(Records from an annotation dataset)
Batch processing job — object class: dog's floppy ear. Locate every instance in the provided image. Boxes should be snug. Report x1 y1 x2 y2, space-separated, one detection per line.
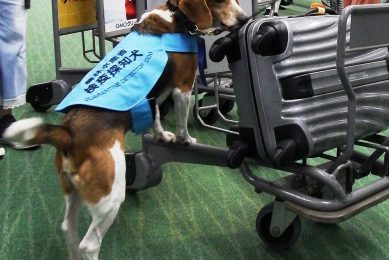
178 0 212 30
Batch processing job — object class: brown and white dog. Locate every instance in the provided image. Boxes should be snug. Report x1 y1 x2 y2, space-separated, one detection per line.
4 0 247 259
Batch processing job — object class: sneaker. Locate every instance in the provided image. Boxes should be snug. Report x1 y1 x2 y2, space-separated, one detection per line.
0 114 39 150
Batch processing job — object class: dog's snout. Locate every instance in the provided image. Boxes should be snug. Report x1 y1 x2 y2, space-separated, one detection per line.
238 14 250 27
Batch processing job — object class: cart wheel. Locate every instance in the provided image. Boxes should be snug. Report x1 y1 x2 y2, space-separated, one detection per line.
220 99 235 115
256 203 301 250
31 103 51 113
193 99 219 125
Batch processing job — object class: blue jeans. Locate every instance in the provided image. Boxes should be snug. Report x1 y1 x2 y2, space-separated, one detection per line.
0 0 27 109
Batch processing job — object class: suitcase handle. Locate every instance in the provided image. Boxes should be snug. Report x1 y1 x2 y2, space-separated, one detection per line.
209 30 241 63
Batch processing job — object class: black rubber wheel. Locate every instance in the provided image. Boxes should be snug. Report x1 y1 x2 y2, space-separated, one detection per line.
220 99 235 115
193 99 219 125
256 203 301 251
31 104 51 113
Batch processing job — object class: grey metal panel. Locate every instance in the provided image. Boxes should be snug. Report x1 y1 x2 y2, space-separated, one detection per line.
233 16 389 161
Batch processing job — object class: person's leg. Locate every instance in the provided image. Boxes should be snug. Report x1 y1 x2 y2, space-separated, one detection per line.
0 0 34 149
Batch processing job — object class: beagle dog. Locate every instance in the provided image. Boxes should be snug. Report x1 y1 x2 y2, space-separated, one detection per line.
4 0 247 259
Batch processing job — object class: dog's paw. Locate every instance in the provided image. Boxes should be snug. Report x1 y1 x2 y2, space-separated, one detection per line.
154 131 176 143
173 135 197 144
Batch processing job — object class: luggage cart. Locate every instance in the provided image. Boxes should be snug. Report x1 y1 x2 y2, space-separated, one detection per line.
26 0 147 112
126 4 389 250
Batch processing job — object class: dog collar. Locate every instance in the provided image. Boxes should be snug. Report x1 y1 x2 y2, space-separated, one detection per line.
166 1 199 35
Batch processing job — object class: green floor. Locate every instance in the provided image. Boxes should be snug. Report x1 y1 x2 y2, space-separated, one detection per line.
0 0 389 260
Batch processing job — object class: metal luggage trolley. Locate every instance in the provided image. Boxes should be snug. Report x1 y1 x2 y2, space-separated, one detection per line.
26 0 150 112
127 4 389 250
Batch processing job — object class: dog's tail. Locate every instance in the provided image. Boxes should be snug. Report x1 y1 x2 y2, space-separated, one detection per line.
3 117 72 151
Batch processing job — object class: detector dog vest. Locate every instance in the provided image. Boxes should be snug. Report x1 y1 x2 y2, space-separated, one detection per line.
56 32 197 133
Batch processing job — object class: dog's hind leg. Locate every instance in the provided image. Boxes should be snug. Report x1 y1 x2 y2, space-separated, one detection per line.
173 88 197 143
153 104 175 143
61 189 81 259
76 142 126 259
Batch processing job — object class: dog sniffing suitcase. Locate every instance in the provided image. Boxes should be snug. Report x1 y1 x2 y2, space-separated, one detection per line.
221 15 389 165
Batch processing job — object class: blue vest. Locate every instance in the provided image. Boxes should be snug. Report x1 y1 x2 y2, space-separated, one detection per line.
56 32 197 134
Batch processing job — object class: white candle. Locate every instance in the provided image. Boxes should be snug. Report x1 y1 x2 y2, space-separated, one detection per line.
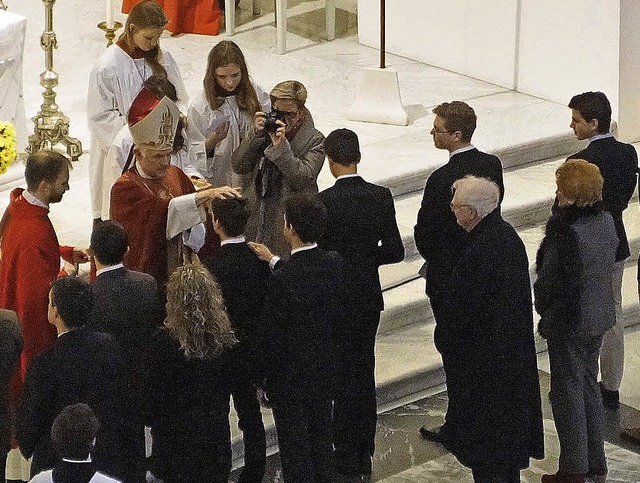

Task: Turn the records above into a Markdown table with the columns "No." and "Entry", numbering each row and skipping blank lines. Omit the pictures.

Expected answer:
| No. | Entry |
|---|---|
| 1 | Batch processing job — object class: dog's floppy ear. Locate every instance in the provided image. Boxes should be snug. Report x1 y1 x2 y2, space-separated, one detection per line. |
| 2 | 178 0 212 30 |
| 3 | Batch processing job — object class: brown and white dog. Locate every instance in the provided image. Boxes should be snug. Report x1 y1 x2 y2, space-separated, one detection per line. |
| 4 | 4 0 247 259 |
| 5 | Batch processing job — object class: sneaker. Locate every instance in the provided image. Boxes should be snug. Report x1 y1 x2 y2, space-separated, one detection per line. |
| 6 | 0 114 39 150 |
| 7 | Batch processing job — object class: dog's snout. Locate every instance in the provided image. Boxes should be snug. Report x1 y1 x2 y2, space-separated, one detection per line. |
| 8 | 238 14 250 27 |
| 9 | Batch processing job — object class: cart wheel. Locate every instance in the provided image. Boxes should be snug. Report x1 y1 x2 y2, space-separated, one detection per line. |
| 10 | 220 99 235 115 |
| 11 | 256 203 301 250 |
| 12 | 31 103 51 113 |
| 13 | 193 99 219 125 |
| 14 | Batch processing job — object class: blue jeans. Locate every instance in the provided image. Boxes should be snug. Report x1 y1 x2 y2, space-separated, one detection per line. |
| 15 | 0 0 27 109 |
| 16 | Batch processing job — object class: suitcase handle. Locate every instance in the provided image. Boxes should be snug. Report x1 y1 x2 y2, space-separated, one detection per line. |
| 17 | 209 30 241 63 |
| 18 | Batch processing job — object class: black rubber wheel. Locate every instance in the provided image. Boxes should be snug. Report x1 y1 x2 y2, space-separated, one detection per line. |
| 19 | 220 99 235 115 |
| 20 | 193 99 219 125 |
| 21 | 256 203 301 251 |
| 22 | 31 104 51 113 |
| 23 | Batch processing job — object class: grey metal panel. Locate every instance in the provided image. Boxes should be snug. Report x1 y1 x2 y2, space-separated, one detection per line. |
| 24 | 233 16 389 161 |
| 25 | Batch processing job — object class: person's leg. Locate every instance in the provided image. Boxes should be snug. Report x1 y1 x2 y2, space-separated, one detection per line. |
| 26 | 0 0 34 149 |
| 27 | Batch processing job — object class: beagle dog. Locate every instance in the provided image. Boxes should be snug. Report x1 y1 x2 y2, space-separated, one detection per line. |
| 28 | 4 0 247 259 |
| 29 | Batch processing job — object class: dog's paw. Locate every instance in the provided image. Boxes should be snug. Report x1 y1 x2 y2, space-separated, one detection per line. |
| 30 | 154 131 176 143 |
| 31 | 173 135 197 144 |
| 32 | Batch processing job — object class: luggage cart. Locate every instance in the provided image. Boxes should be snug. Report x1 y1 x2 y2, space-separated, one detection per line. |
| 33 | 26 0 147 112 |
| 34 | 126 4 389 250 |
| 35 | Batch processing job — object class: dog collar. Locate every instance in the provided image. Boxes should be snug. Report x1 y1 x2 y2, space-separated, one detection per line. |
| 36 | 166 1 199 35 |
| 37 | Batch processing job — object class: green floor. Locate every instance in the provided image. Boxes should be snug. Report x1 y1 x2 y2, space-separated, one detection per line. |
| 38 | 0 0 389 260 |
| 39 | Batch processing job — object class: metal luggage trolley. Locate every instance in the provided image. Boxes should be snug. Report x1 y1 x2 y2, space-separated, one detection per line. |
| 40 | 26 0 150 112 |
| 41 | 127 4 389 250 |
| 42 | Batch processing job — object class: dog's tail. Locate every instance in the provided image. Boxes should be snug. Report x1 y1 x2 y2, space-separated, one detection per line. |
| 43 | 3 117 72 151 |
| 44 | Batch processing job — object class: detector dog vest. Locate every instance in the provided image. Boxes should be snug. Report x1 y1 x2 y2, space-separated, one detection per line. |
| 45 | 56 32 197 133 |
| 46 | Batch processing job — object class: dog's hind leg. Locate every instance in the provided image. Boxes should be snug. Report x1 y1 x2 y2, space-separated, one detection per line. |
| 47 | 173 88 197 143 |
| 48 | 153 104 175 143 |
| 49 | 61 189 81 259 |
| 50 | 76 142 126 259 |
| 51 | Batch processing job — object class: dog sniffing suitcase. Locate every instance in the provided image. Boxes should be snug. Report x1 y1 x2 y2, space-separated, one detection per line. |
| 52 | 221 15 389 165 |
| 53 | Batch processing job — object class: blue vest. Locate every instance in the provided image. Boxes should be snug. Report x1 y1 x2 y2, space-separated, one detection per line. |
| 54 | 56 32 197 134 |
| 55 | Batch processing job — object class: white candle. Locate every instance in the provided image. Boxes should be snug. Report x1 y1 x2 y2, space-separated, one detection per line. |